§ **Complete the following**
**a)** Answer these from the text about Pandora's expansion plans, one line each:
(i) In which month could Pandora launch its on-demand tier, according to the WSJ story?
(ii) Which quarter had the company previously appeared to lean towards for its expansion?
(iii) Who is named as Pandora's COO?
**b)** Please write the next part of the text about Pandora's expansion plans, picking up after its final sentence.

§ **Excerpted text**
That’s no surprise to anyone who’s been listening to Pandora executives talk at conferences or in investor calls this year, but the WSJ story included a more surprising claim: that Pandora could launch its on-demand tier as soon as next month (September).

That is earlier than expected for Pandora’s dual expansion: into on-demand streaming as well as new markets outside the US, Australia and New Zealand. Previously, the company had appeared to be leaning towards Q4 for its expansion.

“We absolutely are committed to and believe we’re optimistic we’ll achieve a timeline where we can launch products by the end of this year,” CFO Mike Herring told analysts in July.

“We are focused on rolling out the new on-demand product in our existing markets first, but absolutely see global as part of our path to 2020 and we’ll be working with the industry on those licensing deals going forward,” added COO Sara Clemens.

Pandora may still be planning a two-speed expansion: on-demand in the US this year, plus global expansion of its free tier in 2016 and on-demand following in those markets in 2017.

§ **Dataset content**
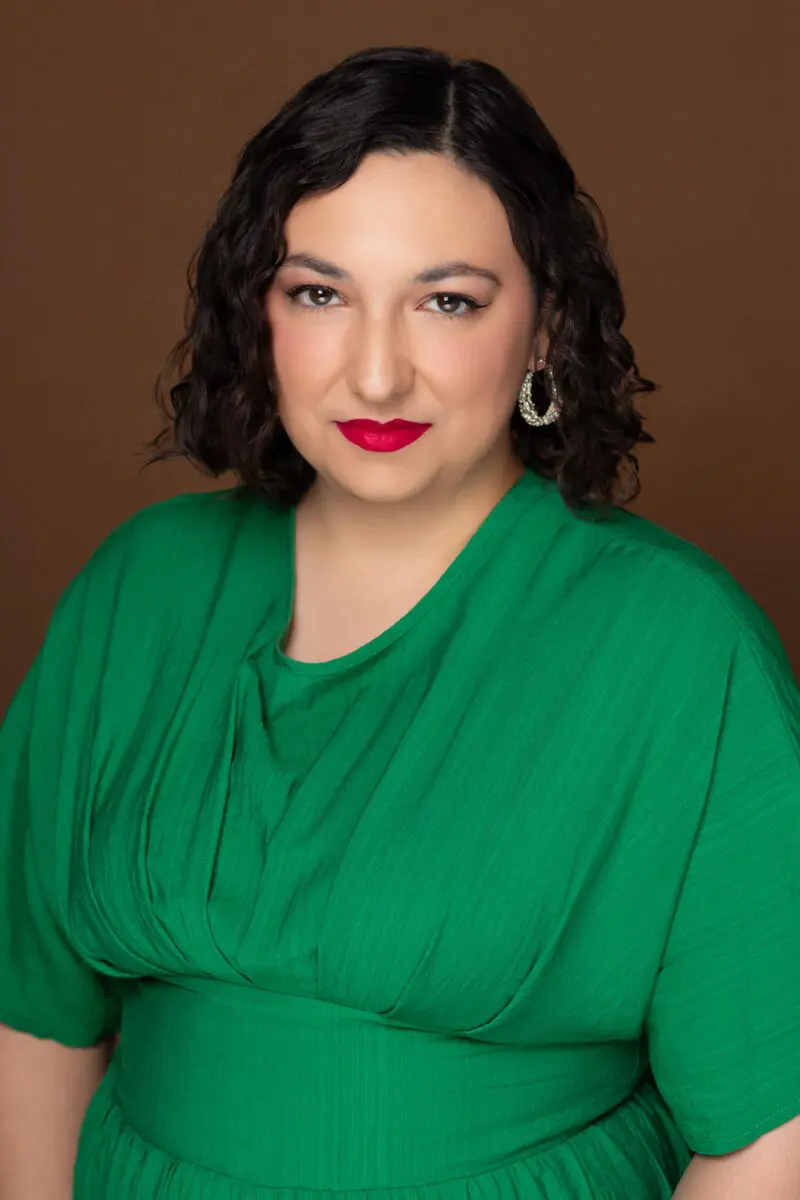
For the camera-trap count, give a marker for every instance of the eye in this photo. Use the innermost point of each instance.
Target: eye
(317, 293)
(451, 301)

§ **Results in order**
**a)**
(i) September
(ii) Q4
(iii) Sara Clemens

**b)**
That would make strategic sense, since Pandora has been talking about its free tier as the all-important base from which to upsell its listeners to premium subscriptions.

“We are a pyramid, not a funnel. A pyramid with a large and sustainable base upon which to build new businesses. We are upselling listeners, not trying to catch them as they fall,” said CEO Tim Westergren in April this year.

“Our acquisition costs are vastly lower [than rivals] because they’re essentially negative in the context that we make money from the 80 million people listening to our radio product.”

All eyes on September to see if he was right.